▶ _Exercise requirements_: Reproduce the listing below in full, swapping every occurrence of "one marker apiece" for "one marker per item" and leaving everything else unchanged.

▶ _Entries pointing to named objects_:
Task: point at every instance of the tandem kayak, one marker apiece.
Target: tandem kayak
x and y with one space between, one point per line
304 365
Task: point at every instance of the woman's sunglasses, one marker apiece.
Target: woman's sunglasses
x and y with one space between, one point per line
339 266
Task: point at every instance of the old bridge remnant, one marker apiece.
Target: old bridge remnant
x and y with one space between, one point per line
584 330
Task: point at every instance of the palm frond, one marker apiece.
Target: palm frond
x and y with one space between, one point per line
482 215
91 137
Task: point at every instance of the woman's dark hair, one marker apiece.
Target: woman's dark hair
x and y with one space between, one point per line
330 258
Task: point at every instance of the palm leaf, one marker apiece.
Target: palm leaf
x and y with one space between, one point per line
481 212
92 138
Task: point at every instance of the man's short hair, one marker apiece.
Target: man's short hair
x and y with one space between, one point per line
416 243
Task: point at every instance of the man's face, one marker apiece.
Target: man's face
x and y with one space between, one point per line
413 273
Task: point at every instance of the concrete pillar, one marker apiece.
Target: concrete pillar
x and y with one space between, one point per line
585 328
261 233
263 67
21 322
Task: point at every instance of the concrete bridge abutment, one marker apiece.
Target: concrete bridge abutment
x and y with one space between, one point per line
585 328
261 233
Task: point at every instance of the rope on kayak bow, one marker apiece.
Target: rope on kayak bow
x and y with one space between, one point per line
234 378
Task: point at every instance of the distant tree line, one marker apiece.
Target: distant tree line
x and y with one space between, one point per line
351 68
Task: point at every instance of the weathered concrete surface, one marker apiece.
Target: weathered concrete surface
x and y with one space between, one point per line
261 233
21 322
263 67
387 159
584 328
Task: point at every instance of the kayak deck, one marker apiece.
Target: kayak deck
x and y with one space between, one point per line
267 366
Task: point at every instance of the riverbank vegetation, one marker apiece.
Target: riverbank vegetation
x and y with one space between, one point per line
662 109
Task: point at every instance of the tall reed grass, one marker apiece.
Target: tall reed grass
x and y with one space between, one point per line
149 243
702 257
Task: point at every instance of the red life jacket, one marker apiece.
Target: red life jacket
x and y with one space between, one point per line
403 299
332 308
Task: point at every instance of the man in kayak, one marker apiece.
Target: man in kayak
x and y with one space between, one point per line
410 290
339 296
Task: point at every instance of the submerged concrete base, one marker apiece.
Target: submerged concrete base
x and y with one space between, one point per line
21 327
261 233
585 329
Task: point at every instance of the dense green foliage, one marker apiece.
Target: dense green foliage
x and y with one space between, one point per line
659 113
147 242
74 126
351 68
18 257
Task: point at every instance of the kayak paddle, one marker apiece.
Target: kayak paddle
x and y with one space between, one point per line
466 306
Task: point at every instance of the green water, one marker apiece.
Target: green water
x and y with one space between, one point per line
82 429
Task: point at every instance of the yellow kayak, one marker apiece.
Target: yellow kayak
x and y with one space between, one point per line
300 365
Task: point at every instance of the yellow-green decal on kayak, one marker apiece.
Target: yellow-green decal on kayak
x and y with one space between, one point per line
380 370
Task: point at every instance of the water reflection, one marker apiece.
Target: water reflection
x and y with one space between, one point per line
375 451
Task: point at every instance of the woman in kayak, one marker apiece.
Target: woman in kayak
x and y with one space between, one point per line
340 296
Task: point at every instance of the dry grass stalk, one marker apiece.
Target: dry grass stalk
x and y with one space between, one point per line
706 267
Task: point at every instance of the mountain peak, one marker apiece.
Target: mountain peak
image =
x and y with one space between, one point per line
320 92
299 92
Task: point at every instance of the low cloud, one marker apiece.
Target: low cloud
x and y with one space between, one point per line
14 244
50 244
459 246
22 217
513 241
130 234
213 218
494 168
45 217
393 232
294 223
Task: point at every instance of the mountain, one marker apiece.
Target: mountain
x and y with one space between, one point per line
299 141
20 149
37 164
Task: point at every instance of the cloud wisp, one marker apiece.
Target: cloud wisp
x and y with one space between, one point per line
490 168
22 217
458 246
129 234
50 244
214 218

▶ _Exercise result_:
Task: point at every instance of the tandem kayak, one marker per item.
Target: tandem kayak
x and y with one space between, one point per line
304 365
Task: point at every instance of the woman's sunglasses, one marker per item.
Target: woman's sunglasses
x and y with one space between, one point per line
339 266
Task: point at every instance of the old bridge remnant, one marker per item.
Target: old bridge remnant
x and y with one space between, one point per line
584 330
Task: point at every instance of the palm frond, one marker per item.
Target: palm frond
x and y with one space between, one point per line
482 215
91 137
Task: point at every instance of the woman's dark hair, one marker per item.
Target: woman's dark hair
x and y with one space between, one point per line
330 258
Task: point at every instance of the palm leaf, one marker per item.
Target: palm leaf
x and y with one space between, one point per line
481 212
92 138
Task: point at every instance of the man's short hair, one marker per item.
Target: man's short hair
x and y with one space between, one point per line
416 243
Task: point at every instance of the man's face, one marker per item.
Target: man's face
x and y with one space between, one point per line
413 273
Task: point at every instance of the concrete pillar, one marker per item.
Target: concrete pillar
x and y with one space between, one point per line
585 328
261 233
263 67
21 322
Task: point at every instance of the concrete bridge abutment, one marker per item.
Target: concrete bridge abutment
x and y with one space between, one point per line
585 328
261 233
Task: point at every instance of the rope on kayak bow, one marker per item.
Target: rope on kayak bow
x and y with one space between, one point per line
234 378
Task: point at every instance of the distant tree line, one marker per item.
Target: distant tree line
x and y with one space between, one point per line
351 68
Task: point at every instance of the weathered concrete surface, one marker per item.
Target: weathered concrete surface
x and y with one space between, one point per line
261 233
21 322
263 67
387 159
584 328
Task: point at every instance of the kayak deck, one marker per item.
Target: kayak deck
x and y with one space between, one point per line
267 366
Task: point at every instance of the riverbank vegetation, one marker per item.
Target: riverbank vegetation
x and y with one space between, one point per line
662 109
Task: point at every instance of the tall reed grass, one marker per item.
Target: tall reed grass
x and y with one space between, one point per line
149 243
702 257
Task: point at every instance of the red life jacket, one marker per item.
Target: red life jacket
x and y with one space between, one point per line
403 299
332 308
Task: point at every instance of the man in kayak, one marker per item.
Target: man in kayak
x and y with one space between, one point per line
410 290
339 296
Task: point at every instance of the submerged concrete base, one marker per item.
Target: submerged concrete base
x and y with one space between, one point per line
21 327
261 233
585 329
Task: point at every instance of the dense green foliage, one marker per item.
Target: dense green foliage
x and y with one space between, one point per line
659 113
147 242
74 126
351 68
18 257
Task: point at every instance of the kayak paddle, one marker per item.
Target: kayak paddle
x and y with one space between, one point per line
466 306
Task: point at every instance of the green water, one marker per item.
Target: green water
x and y with one space between, one point per line
82 429
Task: point at every instance of the yellow kayak, one marker per item.
Target: yellow kayak
x and y with one space between, one point per line
300 365
Task: point at every instance of the yellow-green decal on kayak, one marker per item.
Target: yellow-green decal on kayak
x and y with one space between, one point per line
380 370
Task: point at every instance of the water reflection, one marker per item.
Target: water reflection
x and y with one space between, one point per line
375 451
Task: point at every instance of the woman in kayak, one marker per item.
Target: woman in kayak
x and y with one space between, one point per line
340 296
Task: point at every instance of the dry grass stalk, one marker per item.
Target: dry grass stalk
x and y with one space between, one point per line
706 267
Task: point at every instance of the mountain peak, one marker per item.
Target: mountain peak
image =
x and y with one space between, one point per line
320 92
299 92
Task: point at every instance of the low cloud, one marker per item.
Target: low cloud
x and y with one space between, one point per line
14 244
50 244
459 246
22 217
513 241
130 234
213 218
494 168
45 217
393 232
294 223
Task: point at every instance of the mountain, one marker per item.
Target: mountain
x and y with one space between, one point per line
299 141
20 149
37 164
Task: point at every instance of the cloud wisp, one marker per item.
Target: cloud wisp
x and y with one space between, one point per line
490 168
22 217
458 246
129 234
50 244
214 218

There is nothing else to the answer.